Work instructions —
All entries are to be given again verbatim.
----
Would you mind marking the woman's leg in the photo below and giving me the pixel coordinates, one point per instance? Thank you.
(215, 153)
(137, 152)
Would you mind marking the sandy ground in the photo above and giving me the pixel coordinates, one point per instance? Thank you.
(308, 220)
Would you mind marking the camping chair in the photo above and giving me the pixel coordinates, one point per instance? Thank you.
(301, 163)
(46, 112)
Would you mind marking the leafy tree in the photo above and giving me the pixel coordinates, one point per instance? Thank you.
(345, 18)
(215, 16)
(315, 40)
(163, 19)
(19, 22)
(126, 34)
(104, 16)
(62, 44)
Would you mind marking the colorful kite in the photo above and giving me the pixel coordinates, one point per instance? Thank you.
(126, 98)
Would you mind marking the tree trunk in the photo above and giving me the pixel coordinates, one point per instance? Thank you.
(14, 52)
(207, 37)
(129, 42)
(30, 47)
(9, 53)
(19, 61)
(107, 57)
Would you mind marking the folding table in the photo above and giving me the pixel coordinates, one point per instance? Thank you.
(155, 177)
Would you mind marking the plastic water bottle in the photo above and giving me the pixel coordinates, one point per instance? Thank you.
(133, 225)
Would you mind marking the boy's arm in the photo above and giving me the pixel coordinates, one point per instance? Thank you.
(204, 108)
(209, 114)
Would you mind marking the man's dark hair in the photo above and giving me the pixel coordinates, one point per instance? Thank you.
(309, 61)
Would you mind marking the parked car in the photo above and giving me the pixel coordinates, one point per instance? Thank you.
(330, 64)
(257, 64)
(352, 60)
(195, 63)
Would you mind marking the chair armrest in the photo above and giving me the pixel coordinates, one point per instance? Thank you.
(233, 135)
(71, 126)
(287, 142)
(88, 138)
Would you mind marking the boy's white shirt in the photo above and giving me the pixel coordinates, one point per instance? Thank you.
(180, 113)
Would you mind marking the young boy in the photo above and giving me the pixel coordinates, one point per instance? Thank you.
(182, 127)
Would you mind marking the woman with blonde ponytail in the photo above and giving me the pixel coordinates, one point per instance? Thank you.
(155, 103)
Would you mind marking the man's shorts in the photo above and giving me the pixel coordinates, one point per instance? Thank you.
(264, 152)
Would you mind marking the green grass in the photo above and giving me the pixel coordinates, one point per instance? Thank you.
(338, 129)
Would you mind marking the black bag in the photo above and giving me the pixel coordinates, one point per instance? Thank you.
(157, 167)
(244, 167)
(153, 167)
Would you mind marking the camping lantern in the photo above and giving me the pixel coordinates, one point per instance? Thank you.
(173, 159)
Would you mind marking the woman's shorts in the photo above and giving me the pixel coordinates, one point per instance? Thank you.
----
Written answer —
Would you mind marking the woman's leg in the photo below and giving me the pixel coordinates, one point per instance? Thank you.
(215, 153)
(137, 152)
Would you mind marking the sandy ground in the photo above and giving me the pixel coordinates, one point per instance? Thank you.
(308, 220)
Would you mind marking the camping chair in the photo above and giving me the pixel coordinates, one point per instance? Thank you.
(301, 163)
(46, 112)
Would you mind marking the leafy tree in the photo above and giving me the pixel coordinates, one point per instance? Thank you.
(345, 18)
(215, 16)
(315, 40)
(163, 19)
(19, 22)
(126, 34)
(104, 16)
(62, 44)
Would you mind marking the colorful kite in the photo above and giving me the pixel coordinates, one point per instance? Thank you.
(126, 98)
Would you mind marking the tree trunk in the photo above and giving me the pixel coordinates, one point per instance? Thank you.
(14, 52)
(207, 37)
(129, 42)
(30, 47)
(9, 53)
(19, 61)
(107, 57)
Would you mind marking the folding table in the photo above and giving me the pixel coordinates, one point per instance? Thank you.
(155, 177)
Would you mind marking the plastic water bottle in the photo above and giving me the pixel coordinates, one point per instance? Thank you.
(133, 225)
Would you mind marking the boy's arm in the photo above and giving me the pixel coordinates, one point per instance? Thank you.
(204, 108)
(209, 114)
Would you mind marking the man's dark hair in the photo above and giving me the pixel coordinates, one point per instance? Thank you.
(309, 61)
Would you mind marking the parked car in the photo above and giving me the pixel coordinates, one point per instance? Thank you.
(330, 64)
(257, 64)
(352, 60)
(195, 63)
Would you mind marking the chair armrest in the photo above and giving me the pixel coordinates, one point per instance? Thank you.
(233, 135)
(71, 126)
(287, 142)
(88, 138)
Would you mind marking the boy's white shirt in the photo above and giving me the pixel coordinates, one point per instance? Thank you.
(180, 113)
Would you mind marking the young boy in the photo above and giving me the pixel coordinates, one point per instance? Thank you.
(182, 127)
Would you mind marking the woman with blonde ponytail in the photo above and giving me the pixel coordinates, one point per instance? Thank you.
(155, 103)
Would you mind marking the man's shorts in the photo above and giving me the pixel coordinates, one point per instance? Thank you.
(264, 152)
Would you mind marking the green grass in the photo above and giving me the pixel coordinates, one point per instance? Thank you.
(338, 129)
Would you mind marking the black bag in the photo above and giving me the pixel coordinates, one point per instance? Thank you.
(157, 167)
(244, 167)
(153, 167)
Would you mind marking the camping lantern in the photo above and giving me the pixel coordinates, one point per instance? Thank you.
(173, 159)
Would you mind marking the woman's shorts in the photo above and giving me the pixel coordinates, one point per instance? Thank you.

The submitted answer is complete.